Brief |
In the entries below, every line that contains "built" must be located and copied.

Material provided |
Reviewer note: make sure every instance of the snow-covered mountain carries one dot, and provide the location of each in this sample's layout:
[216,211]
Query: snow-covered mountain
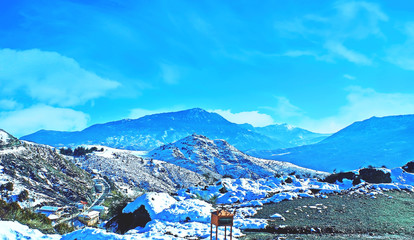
[134,173]
[152,131]
[217,158]
[376,141]
[45,174]
[291,135]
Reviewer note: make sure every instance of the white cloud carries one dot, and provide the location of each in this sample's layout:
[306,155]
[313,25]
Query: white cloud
[252,117]
[340,50]
[351,20]
[8,104]
[29,120]
[362,103]
[284,110]
[350,77]
[49,78]
[402,55]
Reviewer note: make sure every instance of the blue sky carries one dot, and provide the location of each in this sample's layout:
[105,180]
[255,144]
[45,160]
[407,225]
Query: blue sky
[320,65]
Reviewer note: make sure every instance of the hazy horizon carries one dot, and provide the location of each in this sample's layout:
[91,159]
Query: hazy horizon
[66,65]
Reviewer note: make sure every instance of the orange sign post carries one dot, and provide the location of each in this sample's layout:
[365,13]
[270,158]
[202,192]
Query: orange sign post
[221,218]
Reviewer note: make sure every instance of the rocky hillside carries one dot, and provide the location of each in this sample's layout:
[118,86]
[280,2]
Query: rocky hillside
[45,174]
[289,135]
[376,141]
[218,158]
[131,173]
[152,131]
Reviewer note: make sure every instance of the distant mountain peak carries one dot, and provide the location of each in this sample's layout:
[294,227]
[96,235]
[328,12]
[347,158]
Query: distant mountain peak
[7,140]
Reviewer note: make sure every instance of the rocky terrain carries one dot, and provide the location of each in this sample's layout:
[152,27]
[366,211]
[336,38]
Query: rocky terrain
[217,158]
[45,174]
[376,141]
[149,132]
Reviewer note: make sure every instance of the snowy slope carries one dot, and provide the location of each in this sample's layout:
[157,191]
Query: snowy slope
[155,130]
[215,158]
[188,218]
[131,172]
[152,131]
[376,141]
[289,135]
[45,174]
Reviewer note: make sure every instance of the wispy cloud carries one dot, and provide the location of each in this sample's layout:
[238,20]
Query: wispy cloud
[50,78]
[8,104]
[402,54]
[328,35]
[285,110]
[340,50]
[254,118]
[362,103]
[25,121]
[350,77]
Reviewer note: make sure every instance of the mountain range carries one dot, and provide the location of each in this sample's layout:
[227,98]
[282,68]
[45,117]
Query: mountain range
[376,141]
[217,158]
[151,131]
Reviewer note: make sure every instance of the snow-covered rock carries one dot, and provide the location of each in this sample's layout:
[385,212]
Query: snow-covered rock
[190,210]
[217,158]
[131,172]
[153,202]
[15,231]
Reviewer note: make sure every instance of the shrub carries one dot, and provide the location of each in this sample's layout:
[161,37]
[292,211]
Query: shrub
[63,228]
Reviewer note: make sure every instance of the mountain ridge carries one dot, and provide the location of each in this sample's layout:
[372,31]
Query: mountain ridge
[151,131]
[375,141]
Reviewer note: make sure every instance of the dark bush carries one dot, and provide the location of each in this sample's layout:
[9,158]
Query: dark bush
[409,167]
[339,177]
[372,175]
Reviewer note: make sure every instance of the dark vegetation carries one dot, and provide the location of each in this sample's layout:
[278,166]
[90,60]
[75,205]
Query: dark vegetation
[13,212]
[79,151]
[370,175]
[352,216]
[63,228]
[123,222]
[409,167]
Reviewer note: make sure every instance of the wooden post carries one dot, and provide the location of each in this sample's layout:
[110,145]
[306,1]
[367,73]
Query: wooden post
[211,231]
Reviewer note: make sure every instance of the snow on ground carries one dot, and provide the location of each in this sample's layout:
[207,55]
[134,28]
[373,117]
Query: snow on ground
[186,217]
[153,202]
[14,230]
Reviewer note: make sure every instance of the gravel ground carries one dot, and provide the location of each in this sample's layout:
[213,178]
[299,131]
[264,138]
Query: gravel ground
[356,216]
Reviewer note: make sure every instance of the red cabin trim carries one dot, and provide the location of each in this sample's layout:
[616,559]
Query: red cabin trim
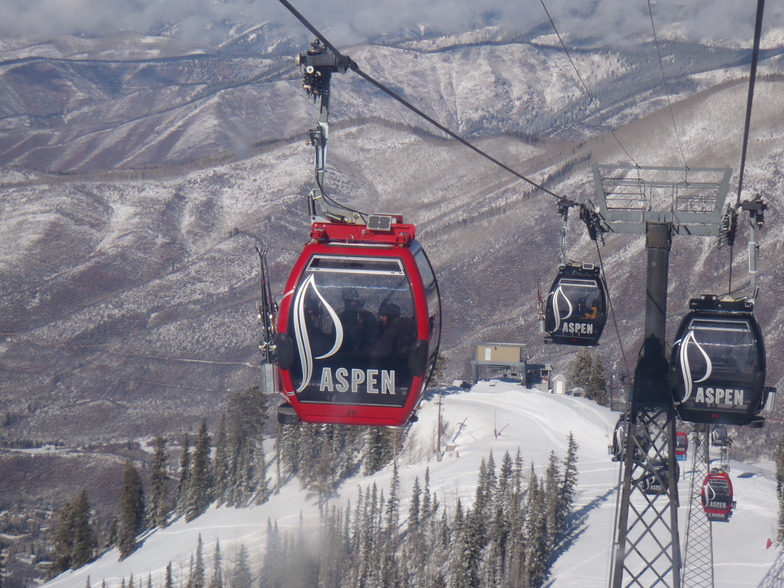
[399,233]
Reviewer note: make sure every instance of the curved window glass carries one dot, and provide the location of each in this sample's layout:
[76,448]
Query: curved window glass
[353,323]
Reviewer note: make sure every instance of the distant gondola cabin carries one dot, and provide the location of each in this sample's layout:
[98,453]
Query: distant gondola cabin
[576,306]
[717,496]
[718,364]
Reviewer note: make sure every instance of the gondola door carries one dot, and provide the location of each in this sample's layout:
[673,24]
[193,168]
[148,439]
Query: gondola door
[359,327]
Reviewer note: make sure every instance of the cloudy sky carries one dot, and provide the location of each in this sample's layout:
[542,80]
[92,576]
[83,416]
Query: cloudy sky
[348,21]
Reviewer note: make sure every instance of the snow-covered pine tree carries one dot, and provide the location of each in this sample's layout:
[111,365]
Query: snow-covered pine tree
[552,504]
[131,521]
[597,381]
[240,574]
[220,464]
[414,506]
[185,471]
[159,499]
[581,369]
[197,577]
[200,486]
[569,483]
[62,551]
[85,542]
[216,580]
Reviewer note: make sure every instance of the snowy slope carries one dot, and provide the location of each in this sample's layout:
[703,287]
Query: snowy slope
[495,416]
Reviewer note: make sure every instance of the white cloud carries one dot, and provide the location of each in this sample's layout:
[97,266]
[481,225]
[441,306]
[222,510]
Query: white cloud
[355,20]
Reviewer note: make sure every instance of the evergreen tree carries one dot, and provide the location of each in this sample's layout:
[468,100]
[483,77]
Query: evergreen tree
[62,552]
[426,502]
[779,458]
[552,504]
[273,569]
[185,471]
[597,382]
[217,568]
[220,465]
[535,564]
[240,573]
[569,484]
[85,542]
[168,581]
[379,449]
[199,487]
[197,569]
[131,521]
[414,504]
[582,366]
[246,474]
[159,507]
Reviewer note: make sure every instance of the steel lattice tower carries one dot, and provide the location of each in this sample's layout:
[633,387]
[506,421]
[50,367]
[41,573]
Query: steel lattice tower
[698,550]
[659,203]
[648,549]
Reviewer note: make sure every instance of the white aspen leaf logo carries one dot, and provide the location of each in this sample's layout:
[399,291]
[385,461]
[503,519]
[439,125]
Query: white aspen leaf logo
[683,357]
[301,330]
[557,297]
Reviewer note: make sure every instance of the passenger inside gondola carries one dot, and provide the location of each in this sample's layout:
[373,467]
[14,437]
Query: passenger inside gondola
[397,332]
[360,327]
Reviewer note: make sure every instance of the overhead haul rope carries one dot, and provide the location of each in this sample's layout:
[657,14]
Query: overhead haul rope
[747,125]
[667,88]
[594,101]
[353,66]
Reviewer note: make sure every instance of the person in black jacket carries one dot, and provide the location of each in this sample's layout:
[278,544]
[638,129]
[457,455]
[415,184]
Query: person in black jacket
[397,332]
[360,327]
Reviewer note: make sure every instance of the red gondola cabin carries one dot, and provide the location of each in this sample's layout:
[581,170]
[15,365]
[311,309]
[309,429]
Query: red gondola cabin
[717,496]
[359,325]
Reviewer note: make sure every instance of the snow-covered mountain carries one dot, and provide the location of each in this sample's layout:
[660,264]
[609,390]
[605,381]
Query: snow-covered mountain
[495,416]
[135,189]
[140,170]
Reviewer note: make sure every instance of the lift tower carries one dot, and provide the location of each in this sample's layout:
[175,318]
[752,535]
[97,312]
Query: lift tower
[658,202]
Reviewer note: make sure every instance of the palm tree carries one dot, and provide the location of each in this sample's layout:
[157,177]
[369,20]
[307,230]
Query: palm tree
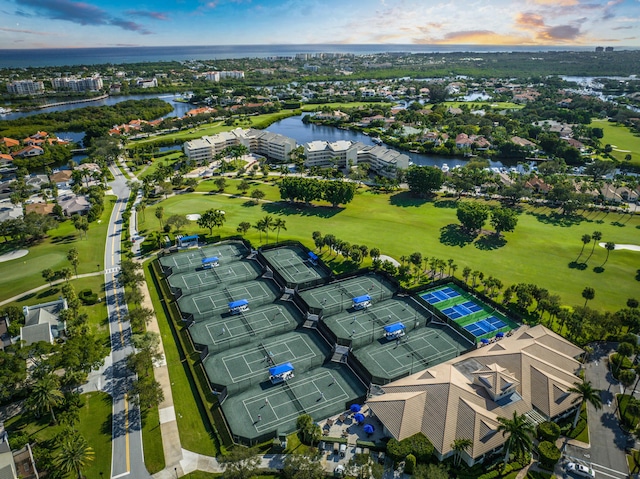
[586,239]
[586,394]
[46,395]
[279,224]
[519,432]
[588,294]
[610,246]
[459,446]
[595,236]
[74,454]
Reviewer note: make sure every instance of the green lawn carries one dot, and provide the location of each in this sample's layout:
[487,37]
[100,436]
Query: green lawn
[94,425]
[193,434]
[23,274]
[541,250]
[621,138]
[152,441]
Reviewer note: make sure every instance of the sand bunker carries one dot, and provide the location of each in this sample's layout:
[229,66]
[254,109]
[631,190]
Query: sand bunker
[632,247]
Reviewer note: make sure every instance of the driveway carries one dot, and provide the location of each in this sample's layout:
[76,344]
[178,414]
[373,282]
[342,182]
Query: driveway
[606,454]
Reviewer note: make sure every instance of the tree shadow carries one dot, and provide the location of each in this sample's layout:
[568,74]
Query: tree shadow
[455,235]
[490,242]
[406,199]
[578,266]
[448,203]
[301,209]
[556,219]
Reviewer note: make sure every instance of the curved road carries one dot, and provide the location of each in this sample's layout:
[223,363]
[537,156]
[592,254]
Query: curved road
[127,455]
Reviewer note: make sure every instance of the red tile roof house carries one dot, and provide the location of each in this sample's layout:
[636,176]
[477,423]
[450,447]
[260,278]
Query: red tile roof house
[29,151]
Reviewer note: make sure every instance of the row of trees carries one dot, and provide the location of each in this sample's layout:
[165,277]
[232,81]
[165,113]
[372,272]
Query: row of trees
[311,189]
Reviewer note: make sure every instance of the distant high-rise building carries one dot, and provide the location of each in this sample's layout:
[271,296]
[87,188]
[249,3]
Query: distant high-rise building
[25,87]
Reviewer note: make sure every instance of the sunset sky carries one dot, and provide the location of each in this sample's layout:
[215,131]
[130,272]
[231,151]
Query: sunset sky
[97,23]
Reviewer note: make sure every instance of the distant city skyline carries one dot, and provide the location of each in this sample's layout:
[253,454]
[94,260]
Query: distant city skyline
[97,23]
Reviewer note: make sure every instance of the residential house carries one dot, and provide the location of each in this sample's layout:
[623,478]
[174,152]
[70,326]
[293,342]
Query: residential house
[72,204]
[528,373]
[42,322]
[29,151]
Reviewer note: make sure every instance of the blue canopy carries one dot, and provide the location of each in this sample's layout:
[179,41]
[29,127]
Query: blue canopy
[281,369]
[361,299]
[237,304]
[392,328]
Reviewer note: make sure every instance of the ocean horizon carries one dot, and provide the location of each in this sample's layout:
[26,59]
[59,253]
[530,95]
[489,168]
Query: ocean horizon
[24,58]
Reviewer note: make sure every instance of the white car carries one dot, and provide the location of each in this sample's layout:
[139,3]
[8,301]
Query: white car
[581,470]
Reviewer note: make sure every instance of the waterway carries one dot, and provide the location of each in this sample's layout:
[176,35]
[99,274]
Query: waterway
[179,109]
[293,127]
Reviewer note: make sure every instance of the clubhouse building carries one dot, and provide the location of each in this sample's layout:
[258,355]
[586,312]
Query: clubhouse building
[343,154]
[528,373]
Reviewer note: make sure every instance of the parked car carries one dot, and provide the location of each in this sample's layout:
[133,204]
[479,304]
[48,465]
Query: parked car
[581,470]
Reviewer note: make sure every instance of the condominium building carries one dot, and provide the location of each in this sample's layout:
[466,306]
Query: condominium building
[345,153]
[25,87]
[93,83]
[271,145]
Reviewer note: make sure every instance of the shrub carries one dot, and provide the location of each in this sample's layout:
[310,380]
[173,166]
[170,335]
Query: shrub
[549,454]
[410,464]
[548,431]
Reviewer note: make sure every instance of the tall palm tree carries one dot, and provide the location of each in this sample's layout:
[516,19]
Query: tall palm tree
[75,454]
[586,394]
[519,432]
[268,224]
[586,239]
[595,236]
[46,394]
[609,246]
[588,294]
[279,224]
[459,446]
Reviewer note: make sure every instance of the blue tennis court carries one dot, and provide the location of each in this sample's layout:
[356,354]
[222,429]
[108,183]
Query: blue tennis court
[472,307]
[485,326]
[440,295]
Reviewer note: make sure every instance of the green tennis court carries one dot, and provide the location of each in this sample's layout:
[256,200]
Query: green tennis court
[208,279]
[320,392]
[201,305]
[420,348]
[335,297]
[220,332]
[365,326]
[192,258]
[241,367]
[293,264]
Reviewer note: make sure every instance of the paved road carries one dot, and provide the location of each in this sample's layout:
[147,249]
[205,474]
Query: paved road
[127,455]
[607,452]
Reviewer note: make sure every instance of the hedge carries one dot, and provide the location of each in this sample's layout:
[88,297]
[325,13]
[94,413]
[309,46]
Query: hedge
[549,454]
[548,431]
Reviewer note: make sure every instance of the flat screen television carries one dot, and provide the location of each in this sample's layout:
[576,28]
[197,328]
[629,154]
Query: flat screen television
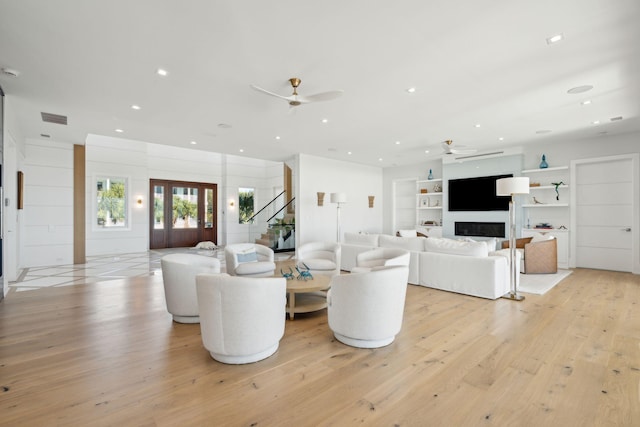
[477,194]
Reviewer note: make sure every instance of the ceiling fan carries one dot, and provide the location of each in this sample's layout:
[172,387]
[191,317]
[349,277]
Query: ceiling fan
[449,148]
[295,99]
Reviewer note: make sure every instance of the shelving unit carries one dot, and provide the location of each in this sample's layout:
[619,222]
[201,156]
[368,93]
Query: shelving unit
[548,209]
[428,207]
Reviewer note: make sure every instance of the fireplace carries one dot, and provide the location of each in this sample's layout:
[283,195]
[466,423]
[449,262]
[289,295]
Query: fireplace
[483,229]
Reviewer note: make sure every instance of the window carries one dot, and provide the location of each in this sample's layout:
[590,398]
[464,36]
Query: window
[245,202]
[111,197]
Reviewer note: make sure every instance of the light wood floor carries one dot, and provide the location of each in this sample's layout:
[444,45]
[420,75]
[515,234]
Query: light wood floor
[109,354]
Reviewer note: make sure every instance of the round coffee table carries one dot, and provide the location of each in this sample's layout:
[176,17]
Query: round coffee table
[304,296]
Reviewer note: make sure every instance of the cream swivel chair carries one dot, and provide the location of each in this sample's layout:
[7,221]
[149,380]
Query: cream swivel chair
[366,309]
[250,260]
[320,258]
[241,318]
[381,257]
[179,277]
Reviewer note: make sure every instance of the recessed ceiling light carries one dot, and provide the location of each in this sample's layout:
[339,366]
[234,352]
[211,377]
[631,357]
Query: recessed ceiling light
[580,89]
[554,39]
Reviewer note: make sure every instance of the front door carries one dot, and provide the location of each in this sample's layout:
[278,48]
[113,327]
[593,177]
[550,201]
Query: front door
[182,213]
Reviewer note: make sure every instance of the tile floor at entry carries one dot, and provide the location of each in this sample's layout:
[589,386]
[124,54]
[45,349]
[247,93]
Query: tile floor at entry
[108,267]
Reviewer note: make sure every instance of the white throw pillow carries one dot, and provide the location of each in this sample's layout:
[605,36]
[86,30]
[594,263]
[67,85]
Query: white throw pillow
[408,233]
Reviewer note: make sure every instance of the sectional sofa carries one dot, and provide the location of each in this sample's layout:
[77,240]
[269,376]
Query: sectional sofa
[462,266]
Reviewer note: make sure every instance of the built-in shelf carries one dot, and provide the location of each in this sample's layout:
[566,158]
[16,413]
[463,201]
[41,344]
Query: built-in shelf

Exercise output |
Reviewer note: make sure every instance of the built-in shelf carries one dot, and provide the location of each in this sample's layout:
Query: built-in shelf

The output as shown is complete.